**Excerto do documento**
########

V- É claro que fica salvaguardado á sociedade o direito de responsabilizar o administrador que interveio sem os demais, pelos danos causados, nos termos do art. 72 da C.S.C., bem como o direito dos sócios agirem directamente, em conformidade com o disposto no art. 77 do mesmo diploma .
VI - Há união ou coligação de contratos com dependência, quando dois contratos, embora diferenciados, estão unidos exteriormente, porque há entre eles um laço de dependência, em que as partes querem a pluralidade desses contratos como um todo, como um conjunto económico, envolvendo um nexo funcional entre eles .
Texto Integral
Acordam no Supremo Tribunal de Justiça :
Em 13-2-02, Empresa-A, instaurou a presente acção ordinária contra a ré Empresa-B (onde foi incorporada, por fusão, a primitiva ré Empresa-C), pedindo a condenação desta a pagar-lhe a quantia de 34.915,85 euros, acrescida de juros legais, desde a citação .
Alega, em resumo, o incumprimento, pela ré, de um contrato de prestação de serviços, através do qual esta se obrigou a solicitar à autora um conjunto de serviços que esta lhe prestaria, durante os anos de 1997 e 1998, no mínimo de 2080 horas .
Ao não solicitar à autora os serviços que a ré se havia comprometido a solicitar, aquela sofreu prejuízos, no valor do pedido .
A ré contestou, dizendo que o compromisso por ela assumido ficou consagrado como uma simples faculdade e não como uma obrigação, tendo sido tacitamente revogado pelas partes.

########

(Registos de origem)
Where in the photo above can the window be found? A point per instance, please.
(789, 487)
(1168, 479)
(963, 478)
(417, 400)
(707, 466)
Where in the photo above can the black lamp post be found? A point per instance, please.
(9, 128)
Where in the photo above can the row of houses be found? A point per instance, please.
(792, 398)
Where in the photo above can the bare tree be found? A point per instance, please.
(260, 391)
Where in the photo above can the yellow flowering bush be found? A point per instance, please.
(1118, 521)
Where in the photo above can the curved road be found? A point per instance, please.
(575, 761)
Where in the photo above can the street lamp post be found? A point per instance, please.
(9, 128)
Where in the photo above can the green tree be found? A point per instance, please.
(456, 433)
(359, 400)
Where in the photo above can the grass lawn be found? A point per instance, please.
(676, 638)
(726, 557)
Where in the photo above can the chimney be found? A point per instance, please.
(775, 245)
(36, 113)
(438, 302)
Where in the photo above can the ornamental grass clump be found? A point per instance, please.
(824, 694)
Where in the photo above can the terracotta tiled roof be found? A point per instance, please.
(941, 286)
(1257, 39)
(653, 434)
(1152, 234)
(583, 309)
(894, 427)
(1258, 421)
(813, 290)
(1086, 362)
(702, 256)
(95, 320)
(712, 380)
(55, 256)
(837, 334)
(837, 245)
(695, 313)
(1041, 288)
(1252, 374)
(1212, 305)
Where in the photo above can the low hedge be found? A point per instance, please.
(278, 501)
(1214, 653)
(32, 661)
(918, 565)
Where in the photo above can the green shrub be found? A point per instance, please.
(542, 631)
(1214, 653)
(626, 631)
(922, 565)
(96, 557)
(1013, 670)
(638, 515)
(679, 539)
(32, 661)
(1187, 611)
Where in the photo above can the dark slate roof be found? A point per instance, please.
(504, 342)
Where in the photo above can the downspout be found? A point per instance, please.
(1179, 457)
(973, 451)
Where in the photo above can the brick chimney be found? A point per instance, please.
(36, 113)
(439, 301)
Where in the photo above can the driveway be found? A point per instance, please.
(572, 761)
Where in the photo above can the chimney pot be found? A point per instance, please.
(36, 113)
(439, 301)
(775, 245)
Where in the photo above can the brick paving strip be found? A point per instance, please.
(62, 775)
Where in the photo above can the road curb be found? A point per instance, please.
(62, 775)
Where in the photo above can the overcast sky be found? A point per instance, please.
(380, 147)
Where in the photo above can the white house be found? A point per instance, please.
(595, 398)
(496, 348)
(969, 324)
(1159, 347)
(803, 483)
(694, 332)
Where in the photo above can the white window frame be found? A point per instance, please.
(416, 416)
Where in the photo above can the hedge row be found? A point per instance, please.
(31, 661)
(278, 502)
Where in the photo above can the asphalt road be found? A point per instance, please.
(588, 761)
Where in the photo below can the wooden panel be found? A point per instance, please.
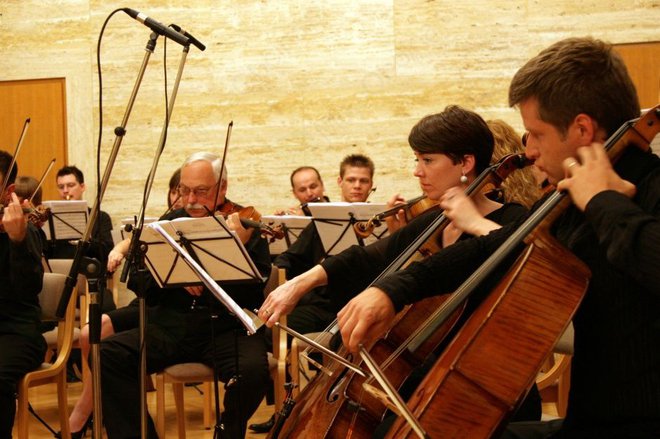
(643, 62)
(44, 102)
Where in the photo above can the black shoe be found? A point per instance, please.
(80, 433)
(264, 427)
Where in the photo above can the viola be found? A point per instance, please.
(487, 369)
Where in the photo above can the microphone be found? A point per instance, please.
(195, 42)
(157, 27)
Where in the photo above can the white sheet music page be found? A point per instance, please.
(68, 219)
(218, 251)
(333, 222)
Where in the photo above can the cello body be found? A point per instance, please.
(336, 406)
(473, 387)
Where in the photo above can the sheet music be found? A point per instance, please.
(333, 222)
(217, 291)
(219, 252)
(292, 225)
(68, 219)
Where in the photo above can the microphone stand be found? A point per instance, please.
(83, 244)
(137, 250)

########

**Tarefa pedida 1**
Indique se cada uma das afirmações seguintes está de acordo com o acórdão: (a) a ação foi instaurada em 13-2-02; (b) o contrato previa serviços durante 1997 e 1998 até um máximo de 2080 horas; (c) a ré alegou na contestação que o compromisso assumido constituía uma obrigação. Para cada uma, responda sim ou não e cite as palavras do acórdão que o decidem.
**Tarefa pedida 2**
Segundo o acórdão, que quantia pedia a autora que a ré fosse condenada a pagar-lhe?
**Tarefa pedida 3**
Prossiga o texto do acórdão do Supremo Tribunal de Justiça a partir do ponto em que termina.

**Resposta 1**
(a) Sim: "Em 13-2-02, Empresa-A, instaurou a presente acção ordinária".
(b) Não: "durante os anos de 1997 e 1998, no mínimo de 2080 horas".
(c) Não: "ficou consagrado como uma simples faculdade e não como uma obrigação".

**Resposta 2**
A quantia de 34.915,85 euros, acrescida de juros legais, desde a citação.

**Resposta 3**
Acrescenta que, de qualquer modo, o contrato não vincula a autora, pois os respectivos estatutos exigem a intervenção de dois administradores para que aquela vinculação ocorra e o contrato vertente só se encontra assinado por um dos administradores, o que conduz à ineficácia do negócio, por ser concluído por um administrador que actuou como representante sem poderes.
Houve réplica.
Na audiência preliminar, a ré declarou revogar o invocado negócio, por a autora não ter procedido à ratificação do mesmo contrato, no prazo que lhe foi concedido pela ré, na contestação .
Por despacho de fls 107, foi decidido não ser admissível a revogação do contrato, pretendida pela ré .
- quer pelo facto do contrato de prestação de serviços estar assinado apenas por um administrador não constituir, sem mais, representação sem poderes ;
- quer por não se verificarem os pressupostos de que o art. 268, nº4, do C.C. faz depender o direito potestativo de revogação do negócio,
- quer ainda porque a propositura desta acção implica a ratificação, pela autora, do mesmo negócio .
A ré recorreu deste despacho .
O recurso foi admitido como agravo, com subida diferida, tendo sido objecto de alegações, contra-alegações e despacho de sustentação .
Realizado o julgamento e apurados os factos, foi proferida sentença que julgou acção improcedente e absolveu a ré do pedido .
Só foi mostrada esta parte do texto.